[SOLVED] Missing chunks, how to fix - update atime failed for chunk - ENOENT: No such file or directory

grin

Renowned Member
Dec 8, 2008
172
21
83
Hungary
grin.hu
Code:
2020-08-25T10:21:57+02:00: WARN: warning: unable to access chunk xx, required by "/mnt/datastore/pub/ct/666/2020-08-21T02:33:47Z/root.pxar.didx" - update atime failed for chunk "/mnt/datastore/pub/.chunks/fa39/xxx" - ENOENT: No such file or directory

This have been killing GC (which is fixed in 0.8.11-1, https://forum.proxmox.com/threads/gc-failed-with-task-error.73573/#post-333661), but even now when GC is able to run it doesn't (and possibly cannot) clean this mess up.

First: there is no known problem: the files were stored on local filesystem, lvm+xfs, and there is no known problem of basically anything related to hw or the fs. The files are just not there and I know no reasons for that. (Most of the backups are fine.)

The files are all seem to be related to one specific CT which is pretty big: its backup takes more than 20 hours, and therefore (especially in the first few cases) may have been interrupted (through the UI), but were not force killed or otherwise violated.

There are more than 140000 chunks missing. I do not really *need* those backups *now* but let us just suppose that I would, at least I would like to
  1. salvage all the data which is still alive
  2. get rid of the error messages (and the related 150MB+ sized logfiles every day)

+ + + +

- [WHAT IS REQUIRED]: Reproduce the forum post about missing datastore chunks word for word.

Position identification listing:
+ + + +

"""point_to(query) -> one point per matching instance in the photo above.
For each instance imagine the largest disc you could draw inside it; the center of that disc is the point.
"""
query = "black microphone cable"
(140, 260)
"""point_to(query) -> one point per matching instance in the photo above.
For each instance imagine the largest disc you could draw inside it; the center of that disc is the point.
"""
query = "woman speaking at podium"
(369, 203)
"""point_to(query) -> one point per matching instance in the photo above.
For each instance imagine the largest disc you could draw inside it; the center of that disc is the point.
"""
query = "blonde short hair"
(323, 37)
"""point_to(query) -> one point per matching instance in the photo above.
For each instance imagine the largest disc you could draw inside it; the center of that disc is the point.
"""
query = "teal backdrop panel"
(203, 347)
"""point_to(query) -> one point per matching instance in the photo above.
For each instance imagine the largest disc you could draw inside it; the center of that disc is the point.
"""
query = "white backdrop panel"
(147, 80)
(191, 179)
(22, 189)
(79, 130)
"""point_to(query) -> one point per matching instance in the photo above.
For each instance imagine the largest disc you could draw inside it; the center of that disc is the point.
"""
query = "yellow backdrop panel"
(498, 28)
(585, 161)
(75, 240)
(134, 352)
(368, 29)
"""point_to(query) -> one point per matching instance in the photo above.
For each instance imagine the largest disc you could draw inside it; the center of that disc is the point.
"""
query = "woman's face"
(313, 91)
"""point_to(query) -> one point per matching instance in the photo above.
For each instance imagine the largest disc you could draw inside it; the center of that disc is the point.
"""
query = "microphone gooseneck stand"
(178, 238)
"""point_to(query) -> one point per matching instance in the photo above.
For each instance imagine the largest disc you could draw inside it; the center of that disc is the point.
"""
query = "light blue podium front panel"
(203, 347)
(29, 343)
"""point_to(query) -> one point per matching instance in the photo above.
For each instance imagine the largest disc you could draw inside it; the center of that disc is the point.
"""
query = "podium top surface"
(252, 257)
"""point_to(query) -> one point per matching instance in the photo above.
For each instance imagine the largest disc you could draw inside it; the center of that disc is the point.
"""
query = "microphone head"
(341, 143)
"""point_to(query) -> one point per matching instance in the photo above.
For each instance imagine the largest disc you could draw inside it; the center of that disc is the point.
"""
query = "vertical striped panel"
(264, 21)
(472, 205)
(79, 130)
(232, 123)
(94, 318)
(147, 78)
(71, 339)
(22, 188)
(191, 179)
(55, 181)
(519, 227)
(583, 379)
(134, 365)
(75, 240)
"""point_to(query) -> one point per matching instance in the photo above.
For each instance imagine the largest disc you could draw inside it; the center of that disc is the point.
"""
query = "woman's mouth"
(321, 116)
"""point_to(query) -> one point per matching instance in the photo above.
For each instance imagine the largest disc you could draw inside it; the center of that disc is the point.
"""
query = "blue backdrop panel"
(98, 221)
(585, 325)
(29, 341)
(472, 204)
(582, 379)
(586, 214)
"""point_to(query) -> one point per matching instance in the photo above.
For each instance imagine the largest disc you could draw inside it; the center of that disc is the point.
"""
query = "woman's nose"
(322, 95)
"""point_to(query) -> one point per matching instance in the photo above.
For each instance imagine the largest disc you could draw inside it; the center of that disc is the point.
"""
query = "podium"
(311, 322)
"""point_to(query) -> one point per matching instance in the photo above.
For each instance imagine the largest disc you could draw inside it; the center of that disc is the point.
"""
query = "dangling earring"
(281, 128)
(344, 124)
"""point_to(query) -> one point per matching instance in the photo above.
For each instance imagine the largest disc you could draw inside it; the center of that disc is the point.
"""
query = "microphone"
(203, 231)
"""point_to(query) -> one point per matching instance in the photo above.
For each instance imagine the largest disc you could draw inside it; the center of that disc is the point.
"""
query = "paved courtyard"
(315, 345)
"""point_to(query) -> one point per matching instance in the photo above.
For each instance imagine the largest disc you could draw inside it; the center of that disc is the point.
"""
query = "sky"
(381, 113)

+ + + +

- [ANSWER TO THIS PROBLEM]:
[SOLVED] Missing chunks, how to fix - update atime failed for chunk - ENOENT: No such file or directory

grin

Renowned Member
Dec 8, 2008
172
21
83
Hungary
grin.hu
Code:
2020-08-25T10:21:57+02:00: WARN: warning: unable to access chunk xx, required by "/mnt/datastore/pub/ct/666/2020-08-21T02:33:47Z/root.pxar.didx" - update atime failed for chunk "/mnt/datastore/pub/.chunks/fa39/xxx" - ENOENT: No such file or directory

This have been killing GC (which is fixed in 0.8.11-1, https://forum.proxmox.com/threads/gc-failed-with-task-error.73573/#post-333661), but even now when GC is able to run it doesn't (and possibly cannot) clean this mess up.

First: there is no known problem: the files were stored on local filesystem, lvm+xfs, and there is no known problem of basically anything related to hw or the fs. The files are just not there and I know no reasons for that. (Most of the backups are fine.)

The files are all seem to be related to one specific CT which is pretty big: its backup takes more than 20 hours, and therefore (especially in the first few cases) may have been interrupted (through the UI), but were not force killed or otherwise violated.

There are more than 140000 chunks missing. I do not really *need* those backups *now* but let us just suppose that I would, at least I would like to
  1. salvage all the data which is still alive
  2. get rid of the error messages (and the related 150MB+ sized logfiles every day)